- **PROMPT**
Reproduce the items word for word, beginning with the first line of the items and stopping after the line that contains "pixel 133 225". Leave out the pictures.
======== RECORDED DATA ========
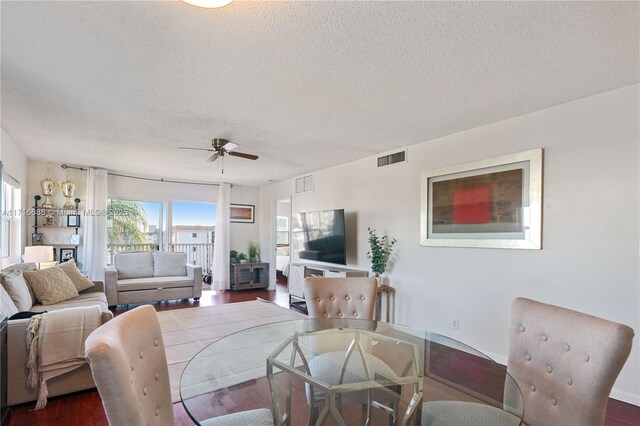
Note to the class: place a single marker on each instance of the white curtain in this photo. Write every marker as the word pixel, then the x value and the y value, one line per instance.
pixel 221 244
pixel 95 227
pixel 169 229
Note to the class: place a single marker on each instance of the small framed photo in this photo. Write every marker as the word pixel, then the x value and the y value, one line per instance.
pixel 242 213
pixel 67 254
pixel 50 218
pixel 37 239
pixel 73 220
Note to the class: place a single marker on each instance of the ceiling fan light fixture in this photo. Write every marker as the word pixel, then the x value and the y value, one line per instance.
pixel 208 4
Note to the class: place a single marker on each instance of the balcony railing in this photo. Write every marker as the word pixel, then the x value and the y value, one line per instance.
pixel 200 254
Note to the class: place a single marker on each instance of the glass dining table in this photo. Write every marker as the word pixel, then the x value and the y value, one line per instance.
pixel 342 372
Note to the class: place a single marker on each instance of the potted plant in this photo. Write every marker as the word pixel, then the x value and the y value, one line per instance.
pixel 380 251
pixel 254 254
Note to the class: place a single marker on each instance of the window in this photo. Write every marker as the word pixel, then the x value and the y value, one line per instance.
pixel 192 223
pixel 11 222
pixel 133 225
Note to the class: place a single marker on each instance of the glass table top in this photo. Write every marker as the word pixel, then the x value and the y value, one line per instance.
pixel 305 370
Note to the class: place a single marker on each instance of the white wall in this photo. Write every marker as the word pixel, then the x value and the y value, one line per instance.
pixel 15 163
pixel 590 260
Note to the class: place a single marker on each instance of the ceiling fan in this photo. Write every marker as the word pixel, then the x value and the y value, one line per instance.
pixel 220 148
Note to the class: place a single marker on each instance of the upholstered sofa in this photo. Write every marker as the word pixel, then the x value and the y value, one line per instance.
pixel 145 277
pixel 74 381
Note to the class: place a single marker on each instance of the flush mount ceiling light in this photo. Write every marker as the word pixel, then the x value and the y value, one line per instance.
pixel 209 4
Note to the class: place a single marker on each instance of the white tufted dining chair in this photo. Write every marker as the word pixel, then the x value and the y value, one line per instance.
pixel 565 363
pixel 347 298
pixel 129 365
pixel 342 298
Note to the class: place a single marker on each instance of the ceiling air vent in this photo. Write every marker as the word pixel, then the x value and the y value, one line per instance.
pixel 304 184
pixel 396 157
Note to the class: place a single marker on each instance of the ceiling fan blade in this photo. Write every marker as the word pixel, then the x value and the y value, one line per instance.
pixel 243 155
pixel 197 149
pixel 229 146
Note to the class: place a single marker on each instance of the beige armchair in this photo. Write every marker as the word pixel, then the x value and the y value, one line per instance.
pixel 129 365
pixel 565 363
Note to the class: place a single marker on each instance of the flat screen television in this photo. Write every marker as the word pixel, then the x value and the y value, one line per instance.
pixel 319 236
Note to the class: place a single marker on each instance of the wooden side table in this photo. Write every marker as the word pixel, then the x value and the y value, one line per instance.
pixel 388 292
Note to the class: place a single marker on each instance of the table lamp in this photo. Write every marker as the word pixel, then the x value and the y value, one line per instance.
pixel 38 254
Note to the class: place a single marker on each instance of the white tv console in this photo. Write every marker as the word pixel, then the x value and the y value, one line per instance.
pixel 299 271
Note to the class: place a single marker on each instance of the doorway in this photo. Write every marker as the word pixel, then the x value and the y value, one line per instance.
pixel 282 240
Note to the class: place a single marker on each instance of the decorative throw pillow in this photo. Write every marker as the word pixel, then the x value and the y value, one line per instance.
pixel 80 281
pixel 22 267
pixel 18 290
pixel 7 307
pixel 51 285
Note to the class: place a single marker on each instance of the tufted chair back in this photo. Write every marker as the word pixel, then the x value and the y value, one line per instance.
pixel 565 362
pixel 129 366
pixel 353 297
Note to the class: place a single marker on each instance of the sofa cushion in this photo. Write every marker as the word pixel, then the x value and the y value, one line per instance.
pixel 134 264
pixel 7 307
pixel 154 282
pixel 168 264
pixel 80 281
pixel 22 267
pixel 51 285
pixel 84 299
pixel 18 290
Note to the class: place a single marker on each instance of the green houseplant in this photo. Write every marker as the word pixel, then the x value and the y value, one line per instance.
pixel 254 254
pixel 380 251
========
- **OUTPUT BELOW**
Note to the class: place a single marker on each instance of the white curtain in this photo. Write every marker as the word pixel, then the x value and the y value, one line per instance.
pixel 221 244
pixel 95 227
pixel 169 229
Note to the class: place a single marker on each instance of the small framed photo in this photo. Write every marker as the word pixel, then the x value and the y value, one line per instance.
pixel 242 213
pixel 67 254
pixel 50 218
pixel 37 239
pixel 73 220
Note to the class: place a single marker on each instance of the ceiling fan light fixture in this photo. Write every marker as the word pixel, then the x value and the y value, one line per instance.
pixel 208 4
Note to the class: place a single marker on each instance of the balcony railing in this photo. Write every marker as the word pixel, then the x value and the y value, one line per instance.
pixel 200 254
Note to the class: place a single marker on each instance of the glass dining table in this photo. Write every marker as the word pixel, then the x value and the y value, one line per instance.
pixel 342 372
Note to the class: place a single marker on each instance of the potted plant in this photo. Write every marker as the word pixel, then the x value and the y value, one line per instance.
pixel 380 251
pixel 254 254
Note to the class: place a single marker on each instance of the window in this photo. Write every marker as the word pixel, then the x value and the y value, one line per instance.
pixel 192 223
pixel 11 222
pixel 133 225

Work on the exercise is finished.